Giving the situation some thought, I realized that my sister still had the router configuration web page open (even though she had saved the changes) and that while on with Freddy, we had not run the OOH setup on the GG app on the PC. So I had her close out all open web pages and programs on the PC. We then opened the GG app on the PC, went into settings, and let the program test the OOH connection. To our surprise, it came back as OOH successfully set up. We then opened the GG app on her ipad and again, OOH successful. She had the opportunity to go to another wifi site, test it, and all worked well. Looks like she will just keep the Linksys router and not take a chance on messing things up by reverting back to the Sagem 1704 modem/roouter. I would rather pay the $50 myself then make another trip or two to try to fix more problems.

Thanks to all for the input which forced me to expand my thinking and knowledge on trying to help her. And she thanks you as well. I hope this information may be of value to others having similar problems. Thanks again!


----------



## OlderNDirt (Mar 17, 2007)

> _Source excerpt_

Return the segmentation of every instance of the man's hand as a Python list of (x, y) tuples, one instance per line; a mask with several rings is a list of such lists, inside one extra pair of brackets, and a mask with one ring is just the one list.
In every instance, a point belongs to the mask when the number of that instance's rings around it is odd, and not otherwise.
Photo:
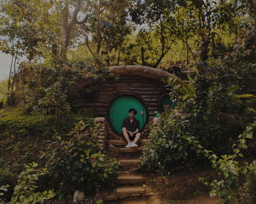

> _Exercise description_
Translate this sentence from the router forum post into Spanish: "So I had her close out all open web pages and programs on the PC." The data plays no part in what follows.

> _Exercise solution_
Así que le pedí que cerrara todas las páginas web y todos los programas abiertos en la PC.